Albert Lebrun m’amène Mirman que nous essayons de détourner d’un projet de démission. Il promet d’attendre la prochaine session du Conseil général de Meurthe-et-Moselle avant de prendre un parti définitif, mais il se plaint que l’union sacrée soit atteinte dans son département et voudrait aller combattre comme chasseur à pied.

Clemenceau vient, comme il aime à dire, au rapport : « Ah ! ces Italiens ! Nous ne finirons pas la guerre sans nous battre avec eux ou alors nous nous battrons après !

— Ni avant, ni après, dis-je ; mais il faut leur faire comprendre qu’ils ne jouent pas suffisamment leur partie dans la guerre.

* [Données fournies]:
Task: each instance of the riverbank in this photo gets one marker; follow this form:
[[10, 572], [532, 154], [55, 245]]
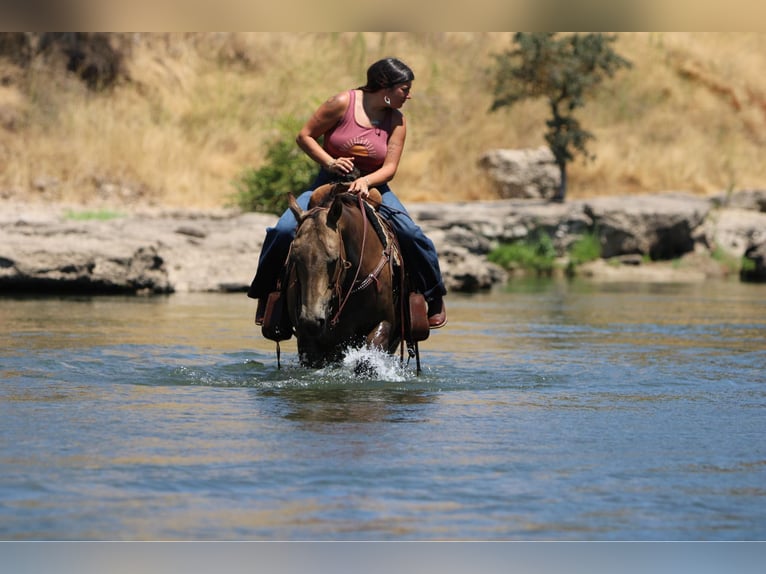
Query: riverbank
[[75, 248]]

* [Travail à faire]:
Écrivez la suite de l'extrait de page sur l'entretien avec Clemenceau au sujet des Italiens, en reprenant après la dernière réplique.

* [Exercice corrigé]:
— Oh ! leur offensive, je m’en moque. À quoi bon ? Foch est venu m’en parler. Mais je lui ai dit : « Ils n’auront ni tanks ni ypérite. » Pétain voulait leur donner 75 tanks et Foch se serait contenté de 25. Mais ni 75, ni 25 ! Nos soldats ont besoin des tanks. Je ne les enverrai certainement pas aux Italiens. Quant à l’ypérite, nous n’en avons pas assez et il vaut mieux en donner un peu à Salonique. Vous devez voir le général Diaz demain ? Je le verrai avant vous et je vous rapporterai notre conversation pour que nous soyons bien d’accord.

— Eh bien, je ne partage pas votre opinion sur l’inactivité italienne. Elle me paraît fâcheuse, et risque d’avoir pour conséquence l’envoi en France de nouvelles divisions autrichiennes.

— Tant mieux, tant mieux. Plus nous en aurons, plus nous en battrons.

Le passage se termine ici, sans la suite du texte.